Task to complete: For the data that follows, print the line with "positive clicks: (210, 105)", the line with "positive clicks: (84, 254)", and all lines between them, exactly as they stand. Omit pictures and add nothing.
___ Records supplied ___
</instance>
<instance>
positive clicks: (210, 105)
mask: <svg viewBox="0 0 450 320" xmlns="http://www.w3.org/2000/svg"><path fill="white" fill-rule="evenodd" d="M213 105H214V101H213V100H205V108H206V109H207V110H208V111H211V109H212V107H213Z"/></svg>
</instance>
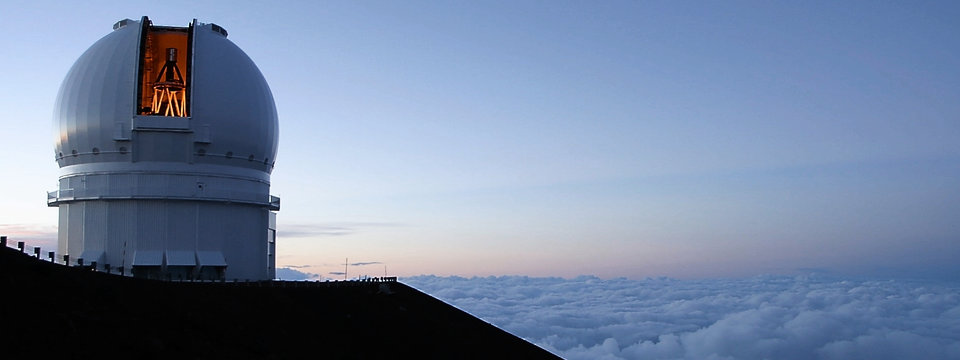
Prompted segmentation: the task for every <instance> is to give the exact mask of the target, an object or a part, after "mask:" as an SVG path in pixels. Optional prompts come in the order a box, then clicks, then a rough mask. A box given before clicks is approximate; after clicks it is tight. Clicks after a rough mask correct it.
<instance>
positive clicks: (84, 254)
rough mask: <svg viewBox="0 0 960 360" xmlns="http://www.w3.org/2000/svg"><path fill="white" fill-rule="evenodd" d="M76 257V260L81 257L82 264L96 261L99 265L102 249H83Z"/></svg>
mask: <svg viewBox="0 0 960 360" xmlns="http://www.w3.org/2000/svg"><path fill="white" fill-rule="evenodd" d="M77 259H78V260H79V259H83V264H84V265H90V264H92V263H94V262H96V263H97V265H98V266H100V265H102V264H103V250H100V249H89V250H84V251H83V253H81V254H80V256H78V257H77Z"/></svg>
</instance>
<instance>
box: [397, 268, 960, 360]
mask: <svg viewBox="0 0 960 360" xmlns="http://www.w3.org/2000/svg"><path fill="white" fill-rule="evenodd" d="M400 280H401V281H402V282H403V283H405V284H408V285H410V286H413V287H415V288H417V289H419V290H421V291H423V292H425V293H427V294H430V295H432V296H434V297H436V298H438V299H440V300H443V301H445V302H447V303H449V304H451V305H453V306H456V307H457V308H460V309H462V310H464V311H466V312H468V313H470V314H473V315H474V316H477V317H479V318H481V319H483V320H485V321H487V322H489V323H491V324H493V325H496V326H497V327H499V328H501V329H503V330H506V331H508V332H510V333H512V334H514V335H516V336H519V337H521V338H524V339H526V340H527V341H530V342H531V343H534V344H537V345H539V346H540V347H542V348H544V349H546V350H548V351H550V352H552V353H554V354H556V355H559V356H561V357H563V358H565V359H960V282H929V281H908V280H890V281H876V280H850V279H837V278H832V277H827V276H823V275H807V276H796V277H786V276H763V277H754V278H747V279H724V280H675V279H666V278H658V279H645V280H629V279H622V278H621V279H610V280H605V279H600V278H597V277H592V276H581V277H577V278H574V279H563V278H533V277H524V276H504V277H474V278H463V277H438V276H416V277H406V278H401V279H400Z"/></svg>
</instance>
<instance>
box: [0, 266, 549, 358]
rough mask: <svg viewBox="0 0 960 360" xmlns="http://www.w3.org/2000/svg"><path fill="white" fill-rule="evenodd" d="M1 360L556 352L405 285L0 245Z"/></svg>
mask: <svg viewBox="0 0 960 360" xmlns="http://www.w3.org/2000/svg"><path fill="white" fill-rule="evenodd" d="M0 289H2V292H0V293H2V294H3V295H2V305H0V358H3V359H18V358H52V357H55V358H61V359H64V358H67V359H72V358H75V359H115V358H130V359H160V358H164V359H223V358H231V359H397V358H404V359H557V358H558V357H556V356H554V355H552V354H550V353H549V352H547V351H546V350H543V349H541V348H540V347H538V346H535V345H533V344H531V343H529V342H527V341H525V340H523V339H520V338H518V337H516V336H514V335H511V334H509V333H507V332H505V331H503V330H501V329H499V328H497V327H495V326H493V325H490V324H489V323H487V322H484V321H482V320H480V319H478V318H476V317H473V316H472V315H470V314H467V313H465V312H463V311H461V310H458V309H456V308H454V307H452V306H450V305H448V304H446V303H444V302H442V301H439V300H437V299H435V298H433V297H431V296H429V295H426V294H424V293H422V292H420V291H418V290H416V289H413V288H411V287H409V286H407V285H404V284H403V283H399V282H380V283H376V282H335V283H314V282H282V281H273V282H251V283H230V282H227V283H178V282H163V281H156V280H142V279H133V278H129V277H121V276H118V275H111V274H105V273H102V272H94V271H90V270H85V269H82V268H79V267H66V266H64V265H58V264H53V263H50V262H47V261H42V260H39V259H37V258H34V257H31V256H29V255H26V254H22V253H20V252H19V251H17V250H16V249H11V248H7V247H3V248H2V249H0Z"/></svg>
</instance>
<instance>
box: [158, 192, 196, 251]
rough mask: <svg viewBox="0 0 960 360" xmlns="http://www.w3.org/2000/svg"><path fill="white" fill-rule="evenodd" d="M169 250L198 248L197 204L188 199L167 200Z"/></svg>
mask: <svg viewBox="0 0 960 360" xmlns="http://www.w3.org/2000/svg"><path fill="white" fill-rule="evenodd" d="M164 205H165V207H166V217H167V226H166V228H165V231H166V232H167V242H166V245H165V248H166V249H167V250H190V251H191V252H192V251H193V250H196V248H197V204H196V203H193V202H186V201H167V202H165V204H164Z"/></svg>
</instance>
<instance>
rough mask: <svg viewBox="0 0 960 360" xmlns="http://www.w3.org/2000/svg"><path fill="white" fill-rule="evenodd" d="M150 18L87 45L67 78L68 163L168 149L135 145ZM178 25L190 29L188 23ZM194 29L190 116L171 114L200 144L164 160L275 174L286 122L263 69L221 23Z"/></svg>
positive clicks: (59, 160) (57, 124)
mask: <svg viewBox="0 0 960 360" xmlns="http://www.w3.org/2000/svg"><path fill="white" fill-rule="evenodd" d="M144 21H145V22H147V23H148V24H149V20H146V18H144V19H143V20H141V21H134V20H123V21H120V22H118V23H117V25H115V28H116V30H114V31H113V32H112V33H110V34H107V35H106V36H104V37H103V38H101V39H100V40H99V41H97V42H96V43H94V44H93V45H92V46H91V47H90V48H89V49H88V50H87V51H86V52H84V53H83V55H81V56H80V58H79V59H77V61H76V62H75V63H74V64H73V67H71V69H70V71H69V73H67V76H66V78H64V80H63V83H62V84H61V86H60V91H59V94H58V97H57V101H56V104H55V108H54V125H55V127H56V150H55V153H56V158H57V162H58V163H59V165H60V167H65V166H69V165H74V164H86V163H102V162H131V161H134V162H135V161H138V159H141V160H139V161H142V159H143V158H142V157H139V158H138V154H136V152H137V151H141V152H150V151H155V150H156V151H163V150H162V146H160V147H158V146H153V147H143V146H134V145H135V144H134V143H136V142H137V141H138V139H137V137H136V135H135V134H132V132H131V130H132V129H134V130H135V129H136V127H137V124H136V120H137V119H135V118H136V117H138V116H137V115H138V113H137V110H136V108H137V107H138V106H137V105H136V104H137V102H138V96H139V93H138V86H139V83H140V82H139V78H140V77H141V75H140V71H141V70H142V66H143V65H142V59H141V57H142V55H141V52H142V51H143V49H144V47H143V46H144V45H143V44H141V43H142V42H144V40H143V39H145V37H144V35H143V33H144V31H145V30H144V29H146V28H147V26H144V25H148V24H143V23H142V22H144ZM170 29H181V30H183V31H184V32H185V31H186V29H187V28H170ZM189 29H190V35H191V36H190V40H188V41H189V42H188V44H190V45H189V50H188V51H187V56H188V57H189V58H187V62H188V63H189V64H185V66H184V67H189V69H188V70H187V71H186V72H187V74H184V76H185V77H186V78H188V79H189V81H188V83H187V87H188V90H187V91H189V94H190V100H189V101H188V104H189V115H188V116H186V117H184V118H177V119H173V120H169V121H171V122H177V121H178V124H179V125H177V126H179V128H177V129H176V130H177V131H182V132H185V133H191V134H192V137H193V144H192V145H186V146H187V147H190V146H192V148H191V149H185V150H184V154H188V156H184V157H179V158H171V159H173V160H170V159H166V160H163V159H161V161H173V162H184V163H190V164H211V165H226V166H234V167H243V168H248V169H255V170H260V171H263V172H266V173H267V174H269V173H270V172H271V171H272V170H273V165H274V163H275V159H276V154H277V145H278V138H279V125H278V121H277V110H276V106H275V105H274V100H273V95H272V94H271V92H270V88H269V86H268V85H267V82H266V80H265V79H264V77H263V74H261V73H260V70H259V69H258V68H257V66H256V64H254V62H253V61H252V60H251V59H250V58H249V57H248V56H247V55H246V54H245V53H244V52H243V51H242V50H240V48H238V47H237V46H236V45H235V44H233V42H231V41H230V40H227V38H226V31H225V30H223V29H222V28H221V27H219V26H217V25H214V24H202V23H197V22H196V21H194V25H191V26H190V27H189ZM141 117H142V116H141ZM149 118H160V117H159V116H149ZM145 120H146V119H145ZM151 121H152V122H156V121H168V120H164V119H152V120H151ZM142 122H143V121H142ZM161 145H162V144H161ZM177 146H180V145H177ZM158 149H159V150H158Z"/></svg>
___
Answer to the exercise:
positive clicks: (210, 105)
mask: <svg viewBox="0 0 450 320" xmlns="http://www.w3.org/2000/svg"><path fill="white" fill-rule="evenodd" d="M213 105H214V101H213V100H205V108H206V109H207V110H208V111H211V109H212V107H213Z"/></svg>
</instance>
Prompted segmentation: the task for every <instance> is to give the exact mask of the target, an object or a part, after "mask:" as an SVG path in pixels. Optional prompts come in the order a box, then clicks, then a rough mask. A box given before clicks is approximate; after clicks it is tight. Clicks after a rough mask correct it.
<instance>
positive clicks: (84, 254)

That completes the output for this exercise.